*What the task asks:* Arrange all the items below as a two-column CSV with the header row "request" and "answer". Give one row per item, with its text and its answer each in a single quoted field and every line break replaced by a space.

[Shape annotation entries]
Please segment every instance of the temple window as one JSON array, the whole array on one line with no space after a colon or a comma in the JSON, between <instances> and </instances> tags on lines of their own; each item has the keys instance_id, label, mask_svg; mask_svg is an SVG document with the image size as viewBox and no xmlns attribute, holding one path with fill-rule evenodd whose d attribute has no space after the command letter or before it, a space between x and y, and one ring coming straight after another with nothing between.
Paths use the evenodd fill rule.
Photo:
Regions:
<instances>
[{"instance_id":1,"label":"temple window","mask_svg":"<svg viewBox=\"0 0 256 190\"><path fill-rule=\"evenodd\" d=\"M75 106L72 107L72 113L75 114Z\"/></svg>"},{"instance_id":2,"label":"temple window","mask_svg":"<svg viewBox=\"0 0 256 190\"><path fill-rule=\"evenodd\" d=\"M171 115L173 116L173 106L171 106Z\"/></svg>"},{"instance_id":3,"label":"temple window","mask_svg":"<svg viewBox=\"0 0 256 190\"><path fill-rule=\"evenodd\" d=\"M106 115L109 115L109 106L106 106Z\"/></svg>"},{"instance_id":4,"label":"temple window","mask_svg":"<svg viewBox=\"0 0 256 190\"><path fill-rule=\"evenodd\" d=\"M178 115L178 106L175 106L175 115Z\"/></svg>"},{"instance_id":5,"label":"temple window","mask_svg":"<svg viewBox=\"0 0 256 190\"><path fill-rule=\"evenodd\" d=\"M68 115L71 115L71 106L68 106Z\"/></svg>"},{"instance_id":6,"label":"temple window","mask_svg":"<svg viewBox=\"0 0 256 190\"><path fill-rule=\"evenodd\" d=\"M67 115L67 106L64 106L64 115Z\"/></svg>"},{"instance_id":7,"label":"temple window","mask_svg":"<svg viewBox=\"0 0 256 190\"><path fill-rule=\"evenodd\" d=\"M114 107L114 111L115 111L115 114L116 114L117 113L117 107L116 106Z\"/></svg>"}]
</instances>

*Output for this exercise:*
request,answer
"Please segment every instance of the temple window as one JSON array, the whole array on one line with no space after a colon or a comma in the JSON, between <instances> and </instances> tags on lines of their own; each item has the keys instance_id, label, mask_svg; mask_svg is an SVG document with the image size as viewBox and no xmlns attribute, holding one path with fill-rule evenodd whose d attribute has no space after the command letter or before it, a space between x and y, and one ring coming straight after another with nothing between. Paths use the evenodd fill rule. Photo: Regions:","<instances> [{""instance_id"":1,""label"":""temple window"",""mask_svg"":""<svg viewBox=\""0 0 256 190\""><path fill-rule=\""evenodd\"" d=\""M75 106L72 107L72 113L75 114Z\""/></svg>""},{""instance_id"":2,""label"":""temple window"",""mask_svg"":""<svg viewBox=\""0 0 256 190\""><path fill-rule=\""evenodd\"" d=\""M171 115L173 116L173 106L171 106Z\""/></svg>""},{""instance_id"":3,""label"":""temple window"",""mask_svg"":""<svg viewBox=\""0 0 256 190\""><path fill-rule=\""evenodd\"" d=\""M106 115L109 115L109 106L106 106Z\""/></svg>""},{""instance_id"":4,""label"":""temple window"",""mask_svg"":""<svg viewBox=\""0 0 256 190\""><path fill-rule=\""evenodd\"" d=\""M178 115L178 106L175 106L175 115Z\""/></svg>""},{""instance_id"":5,""label"":""temple window"",""mask_svg"":""<svg viewBox=\""0 0 256 190\""><path fill-rule=\""evenodd\"" d=\""M68 115L71 115L71 106L68 106Z\""/></svg>""},{""instance_id"":6,""label"":""temple window"",""mask_svg"":""<svg viewBox=\""0 0 256 190\""><path fill-rule=\""evenodd\"" d=\""M67 115L67 106L64 106L64 115Z\""/></svg>""},{""instance_id"":7,""label"":""temple window"",""mask_svg"":""<svg viewBox=\""0 0 256 190\""><path fill-rule=\""evenodd\"" d=\""M114 107L114 111L115 111L115 114L116 114L117 113L117 107L116 106Z\""/></svg>""}] </instances>"